TASK DIRECTIONS -
Format each line of the entries below as a JSON list of strings, one string per line, skipping blank lines and leaving out the pictures.

EXERCISE INPUTS -
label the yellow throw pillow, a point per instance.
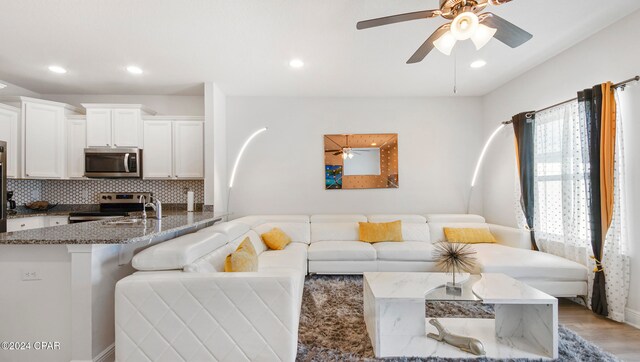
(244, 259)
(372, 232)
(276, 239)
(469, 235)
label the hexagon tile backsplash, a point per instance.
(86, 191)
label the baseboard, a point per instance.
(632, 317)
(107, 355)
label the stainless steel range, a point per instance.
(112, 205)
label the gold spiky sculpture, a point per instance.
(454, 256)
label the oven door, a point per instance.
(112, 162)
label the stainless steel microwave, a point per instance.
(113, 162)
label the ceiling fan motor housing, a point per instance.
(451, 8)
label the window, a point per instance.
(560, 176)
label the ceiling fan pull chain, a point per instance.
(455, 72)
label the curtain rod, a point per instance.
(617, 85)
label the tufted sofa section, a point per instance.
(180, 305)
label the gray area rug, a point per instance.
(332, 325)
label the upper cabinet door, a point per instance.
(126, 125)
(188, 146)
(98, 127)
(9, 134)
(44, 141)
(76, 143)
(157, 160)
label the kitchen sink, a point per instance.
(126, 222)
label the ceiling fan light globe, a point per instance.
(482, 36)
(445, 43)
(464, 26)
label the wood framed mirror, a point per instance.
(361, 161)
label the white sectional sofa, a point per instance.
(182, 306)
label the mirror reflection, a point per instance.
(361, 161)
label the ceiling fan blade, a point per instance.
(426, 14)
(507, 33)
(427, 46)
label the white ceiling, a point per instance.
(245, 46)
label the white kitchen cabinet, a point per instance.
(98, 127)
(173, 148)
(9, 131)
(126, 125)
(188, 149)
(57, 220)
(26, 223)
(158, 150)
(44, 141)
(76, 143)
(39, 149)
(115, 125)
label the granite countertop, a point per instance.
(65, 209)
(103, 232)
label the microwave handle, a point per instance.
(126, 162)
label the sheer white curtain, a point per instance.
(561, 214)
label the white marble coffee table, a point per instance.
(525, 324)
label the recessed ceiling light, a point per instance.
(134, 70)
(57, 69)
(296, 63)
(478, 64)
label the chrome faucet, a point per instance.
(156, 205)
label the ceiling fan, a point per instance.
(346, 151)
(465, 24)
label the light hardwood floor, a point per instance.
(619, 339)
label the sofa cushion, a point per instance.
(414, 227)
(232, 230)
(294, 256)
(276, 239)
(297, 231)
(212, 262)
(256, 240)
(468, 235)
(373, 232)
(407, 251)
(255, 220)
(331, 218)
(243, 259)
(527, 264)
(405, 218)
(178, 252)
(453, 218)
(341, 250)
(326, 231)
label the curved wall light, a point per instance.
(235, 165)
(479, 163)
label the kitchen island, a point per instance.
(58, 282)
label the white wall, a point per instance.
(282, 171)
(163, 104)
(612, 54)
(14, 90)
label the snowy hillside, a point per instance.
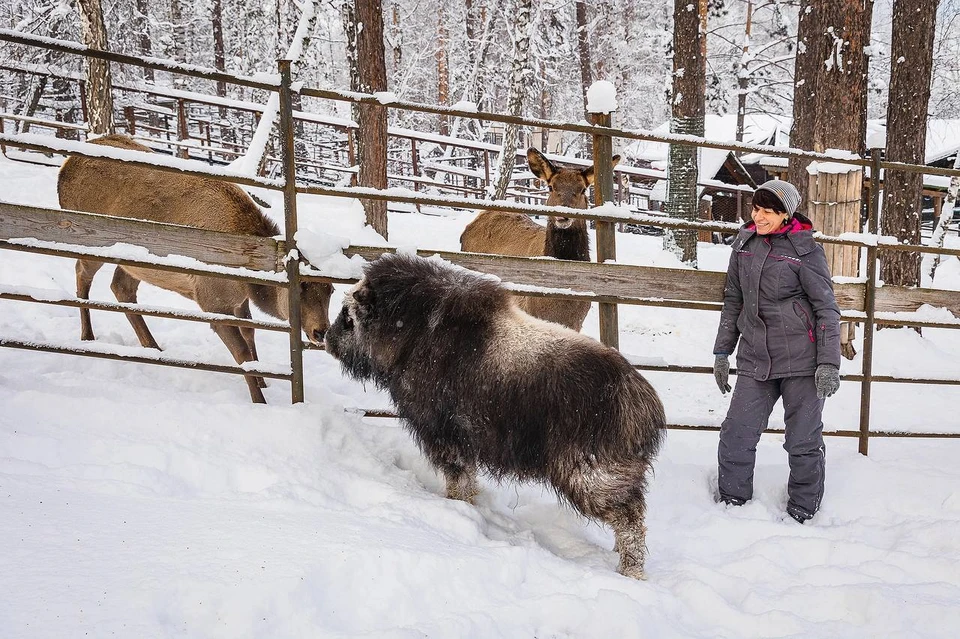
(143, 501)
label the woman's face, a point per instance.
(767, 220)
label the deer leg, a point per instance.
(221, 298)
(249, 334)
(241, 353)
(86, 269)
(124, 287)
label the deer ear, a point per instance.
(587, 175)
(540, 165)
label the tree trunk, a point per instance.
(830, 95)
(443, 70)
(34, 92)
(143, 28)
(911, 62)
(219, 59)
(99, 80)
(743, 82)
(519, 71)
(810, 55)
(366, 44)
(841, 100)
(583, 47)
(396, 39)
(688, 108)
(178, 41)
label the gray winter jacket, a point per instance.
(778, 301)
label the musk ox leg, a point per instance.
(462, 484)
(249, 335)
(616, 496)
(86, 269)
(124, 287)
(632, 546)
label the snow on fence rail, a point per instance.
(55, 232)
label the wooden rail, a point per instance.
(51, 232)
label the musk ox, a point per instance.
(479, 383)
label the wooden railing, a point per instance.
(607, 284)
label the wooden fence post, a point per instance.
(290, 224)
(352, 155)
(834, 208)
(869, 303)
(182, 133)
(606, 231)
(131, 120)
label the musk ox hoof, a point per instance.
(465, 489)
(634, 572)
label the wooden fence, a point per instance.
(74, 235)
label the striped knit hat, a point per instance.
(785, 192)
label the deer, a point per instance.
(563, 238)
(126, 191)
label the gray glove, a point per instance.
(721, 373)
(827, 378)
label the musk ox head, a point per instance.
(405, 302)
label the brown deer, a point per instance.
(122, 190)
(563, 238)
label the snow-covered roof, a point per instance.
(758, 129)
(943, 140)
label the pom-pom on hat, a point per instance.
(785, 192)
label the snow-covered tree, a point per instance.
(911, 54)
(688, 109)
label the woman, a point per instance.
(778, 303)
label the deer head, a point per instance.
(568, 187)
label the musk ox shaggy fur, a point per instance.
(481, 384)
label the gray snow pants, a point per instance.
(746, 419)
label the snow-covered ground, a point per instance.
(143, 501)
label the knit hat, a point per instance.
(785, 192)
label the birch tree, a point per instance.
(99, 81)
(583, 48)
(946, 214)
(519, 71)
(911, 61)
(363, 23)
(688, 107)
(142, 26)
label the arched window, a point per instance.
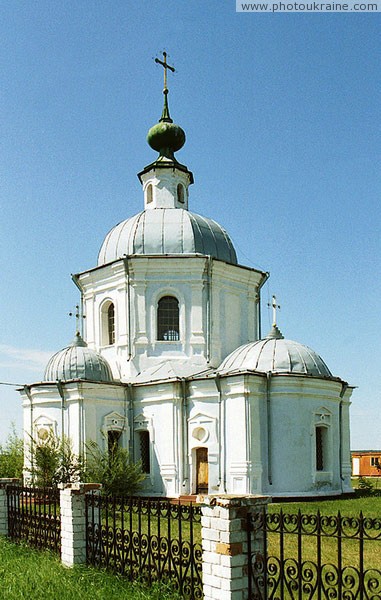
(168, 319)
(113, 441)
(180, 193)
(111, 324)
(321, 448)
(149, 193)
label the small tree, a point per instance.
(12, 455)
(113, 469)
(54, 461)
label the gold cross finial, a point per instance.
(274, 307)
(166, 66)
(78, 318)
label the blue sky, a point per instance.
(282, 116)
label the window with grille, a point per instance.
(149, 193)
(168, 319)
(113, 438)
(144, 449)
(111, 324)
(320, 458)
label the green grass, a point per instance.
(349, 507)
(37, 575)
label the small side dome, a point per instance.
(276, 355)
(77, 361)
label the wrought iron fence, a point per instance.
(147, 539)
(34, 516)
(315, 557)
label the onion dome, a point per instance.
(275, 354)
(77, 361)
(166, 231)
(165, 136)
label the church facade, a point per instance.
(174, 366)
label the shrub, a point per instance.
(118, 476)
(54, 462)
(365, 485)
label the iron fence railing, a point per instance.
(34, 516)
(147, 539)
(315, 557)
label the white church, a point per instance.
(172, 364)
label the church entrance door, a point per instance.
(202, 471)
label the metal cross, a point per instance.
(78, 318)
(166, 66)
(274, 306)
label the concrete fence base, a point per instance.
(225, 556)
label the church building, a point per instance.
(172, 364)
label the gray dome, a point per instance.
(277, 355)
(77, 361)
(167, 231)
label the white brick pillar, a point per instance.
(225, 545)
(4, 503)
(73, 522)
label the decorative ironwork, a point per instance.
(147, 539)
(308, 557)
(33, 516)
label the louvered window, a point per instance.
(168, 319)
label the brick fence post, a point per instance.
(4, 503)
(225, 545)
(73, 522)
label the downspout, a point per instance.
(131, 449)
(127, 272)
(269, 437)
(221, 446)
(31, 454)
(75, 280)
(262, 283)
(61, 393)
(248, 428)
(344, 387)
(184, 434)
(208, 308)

OUTPUT FOR THIS TASK -
[
  "label the yellow throw pillow, a point per instance.",
  "(244, 259)",
  "(372, 232)",
  "(276, 239)",
  "(469, 235)",
  "label the hexagon tile backsplash, a point per instance.",
  "(86, 191)",
  "label the baseboard, a point per instance.",
  "(632, 317)",
  "(107, 355)",
  "label the stainless steel range, a point per instance.",
  "(112, 205)",
  "label the gold spiky sculpture, a point per instance.",
  "(454, 256)",
  "label the oven door, a point per instance.",
  "(112, 162)",
  "label the stainless steel microwave, a point per instance.",
  "(113, 162)",
  "label the ceiling fan motor housing, a point per instance.",
  "(451, 8)",
  "label the window, a point per instance.",
  "(560, 176)",
  "label the ceiling fan pull chain, a point per instance.",
  "(455, 72)",
  "label the curtain rod, a point per instance.",
  "(617, 85)",
  "label the tufted sofa section, a point per instance.",
  "(180, 305)",
  "label the gray area rug, a point per instance.",
  "(332, 325)",
  "label the upper cabinet door, a point per instance.",
  "(126, 125)",
  "(188, 146)",
  "(98, 127)",
  "(9, 134)",
  "(44, 141)",
  "(76, 143)",
  "(157, 160)",
  "label the kitchen sink, a point per instance.",
  "(126, 222)",
  "label the ceiling fan light globe, a point per instance.",
  "(482, 36)",
  "(445, 43)",
  "(464, 26)",
  "label the wood framed mirror, a point per instance.",
  "(361, 161)",
  "label the white sectional sofa, a point per instance.",
  "(182, 306)",
  "label the mirror reflection, a point per instance.",
  "(361, 161)",
  "label the ceiling fan blade, a point per instance.",
  "(426, 14)",
  "(507, 33)",
  "(427, 46)",
  "label the white ceiling, a point per instance.",
  "(245, 46)",
  "label the white kitchen cabinet, a point per instance.",
  "(98, 127)",
  "(173, 148)",
  "(9, 131)",
  "(126, 125)",
  "(188, 149)",
  "(57, 220)",
  "(26, 223)",
  "(158, 150)",
  "(44, 141)",
  "(76, 143)",
  "(39, 149)",
  "(115, 125)",
  "label the granite countertop, a point per instance.",
  "(65, 209)",
  "(103, 232)",
  "label the microwave handle, a point per instance.",
  "(126, 162)",
  "label the sheer white curtain, a point per instance.",
  "(561, 214)",
  "label the white marble coffee table, a point per instance.",
  "(525, 324)",
  "label the recessed ceiling light, a point per instance.",
  "(134, 70)",
  "(57, 69)",
  "(296, 63)",
  "(478, 64)",
  "label the chrome faucet, a point per instance.",
  "(156, 205)",
  "label the ceiling fan, a point per instance.",
  "(346, 151)",
  "(465, 24)",
  "label the light hardwood floor, a point per instance.",
  "(619, 339)",
  "label the sofa cushion, a point per instance.",
  "(414, 227)",
  "(232, 230)",
  "(294, 256)",
  "(276, 239)",
  "(297, 231)",
  "(212, 262)",
  "(256, 240)",
  "(468, 235)",
  "(373, 232)",
  "(407, 251)",
  "(255, 220)",
  "(331, 218)",
  "(243, 259)",
  "(527, 264)",
  "(405, 218)",
  "(178, 252)",
  "(453, 218)",
  "(341, 250)",
  "(326, 231)",
  "label the curved wall light, a point per instance.",
  "(235, 165)",
  "(479, 163)",
  "label the kitchen island, a point per instance.",
  "(58, 282)",
  "label the white wall, a point per instance.",
  "(282, 171)",
  "(163, 104)",
  "(612, 54)",
  "(14, 90)",
  "label the snowy hillside, a point per instance.",
  "(143, 501)",
  "label the woman's face, a point per instance.",
  "(767, 220)",
  "label the deer leg, a point per instance.",
  "(221, 298)",
  "(249, 334)",
  "(241, 353)",
  "(86, 269)",
  "(124, 287)",
  "label the deer ear, a point per instance.",
  "(587, 175)",
  "(540, 165)",
  "label the tree trunk, a point per instance.",
  "(830, 95)",
  "(443, 70)",
  "(34, 92)",
  "(143, 28)",
  "(911, 62)",
  "(219, 59)",
  "(99, 80)",
  "(743, 82)",
  "(519, 71)",
  "(810, 55)",
  "(366, 44)",
  "(841, 100)",
  "(583, 47)",
  "(396, 39)",
  "(688, 108)",
  "(178, 41)",
  "label the gray winter jacket, a point per instance.",
  "(778, 301)",
  "label the musk ox leg, a point per instance.",
  "(462, 484)",
  "(249, 335)",
  "(616, 496)",
  "(86, 269)",
  "(124, 287)",
  "(632, 546)",
  "label the snow on fence rail, a point per instance.",
  "(55, 232)",
  "label the wooden rail, a point per instance.",
  "(51, 232)",
  "label the musk ox, a point per instance.",
  "(479, 383)",
  "label the wooden railing, a point per instance.",
  "(607, 284)",
  "label the wooden fence post, a point per instance.",
  "(290, 224)",
  "(352, 155)",
  "(834, 208)",
  "(869, 303)",
  "(182, 133)",
  "(606, 231)",
  "(131, 120)",
  "label the musk ox hoof, a point per instance.",
  "(465, 489)",
  "(634, 572)",
  "label the wooden fence, a point per instance.",
  "(74, 235)",
  "label the striped knit hat, a point per instance.",
  "(785, 192)",
  "label the deer, a point per instance.",
  "(563, 238)",
  "(126, 191)",
  "label the gray glove, a point per instance.",
  "(721, 373)",
  "(827, 378)",
  "label the musk ox head, a point per instance.",
  "(405, 302)",
  "label the brown deer, a point per instance.",
  "(122, 190)",
  "(563, 238)",
  "label the snow-covered roof, a point per instance.",
  "(758, 129)",
  "(943, 140)",
  "label the pom-pom on hat, a point per instance.",
  "(785, 192)",
  "label the snow-covered tree, a point per instance.",
  "(911, 54)",
  "(688, 109)",
  "label the woman, a point per instance.",
  "(778, 303)",
  "label the deer head, a point per instance.",
  "(568, 187)",
  "label the musk ox shaggy fur, a point per instance.",
  "(481, 384)",
  "label the gray snow pants, a point per instance.",
  "(746, 419)",
  "label the snow-covered ground, a point per instance.",
  "(143, 501)",
  "label the knit hat, a point per instance.",
  "(785, 192)",
  "label the birch tree, a point per instance.",
  "(99, 81)",
  "(583, 48)",
  "(946, 214)",
  "(519, 71)",
  "(911, 61)",
  "(363, 23)",
  "(688, 107)",
  "(142, 26)",
  "label the arched window, a point per instance.",
  "(168, 319)",
  "(113, 441)",
  "(180, 193)",
  "(111, 324)",
  "(321, 448)",
  "(149, 193)",
  "label the small tree, a point per instance.",
  "(12, 455)",
  "(113, 469)",
  "(54, 461)",
  "label the gold cross finial, a point per instance.",
  "(274, 307)",
  "(166, 66)",
  "(78, 318)",
  "label the blue sky, a point per instance.",
  "(282, 116)",
  "label the window with grille, a point per instance.",
  "(149, 193)",
  "(168, 319)",
  "(113, 438)",
  "(144, 449)",
  "(111, 324)",
  "(320, 458)",
  "label the green grass, a point per instance.",
  "(349, 507)",
  "(37, 575)",
  "label the small side dome, a point per instance.",
  "(276, 355)",
  "(77, 361)",
  "label the wrought iron fence, a point per instance.",
  "(147, 539)",
  "(34, 516)",
  "(315, 557)",
  "label the onion dome, a point per instance.",
  "(275, 354)",
  "(77, 361)",
  "(166, 231)",
  "(165, 136)",
  "label the church facade, a point per instance.",
  "(174, 366)",
  "label the shrub, a point per instance.",
  "(118, 476)",
  "(54, 462)",
  "(365, 485)",
  "label the iron fence railing, a point per instance.",
  "(34, 516)",
  "(147, 539)",
  "(315, 557)",
  "label the white church, a point per instance.",
  "(172, 364)",
  "label the church entrance door, a point per instance.",
  "(202, 471)",
  "label the metal cross, a point per instance.",
  "(78, 318)",
  "(166, 66)",
  "(274, 306)",
  "label the concrete fence base, a point per instance.",
  "(225, 556)",
  "label the church building, a point per instance.",
  "(172, 364)",
  "label the gray dome, a point per instance.",
  "(277, 355)",
  "(77, 361)",
  "(167, 231)",
  "label the white brick pillar, a point per instance.",
  "(225, 545)",
  "(4, 503)",
  "(73, 522)",
  "label the decorative ironwork, a point per instance.",
  "(147, 539)",
  "(308, 557)",
  "(33, 516)",
  "label the louvered window, a point per instance.",
  "(168, 319)",
  "label the brick fence post, a point per instance.",
  "(4, 503)",
  "(225, 545)",
  "(73, 522)",
  "label the downspout, a point per instance.",
  "(131, 449)",
  "(127, 272)",
  "(269, 437)",
  "(221, 446)",
  "(31, 454)",
  "(75, 280)",
  "(262, 283)",
  "(61, 393)",
  "(248, 428)",
  "(344, 387)",
  "(184, 434)",
  "(208, 308)"
]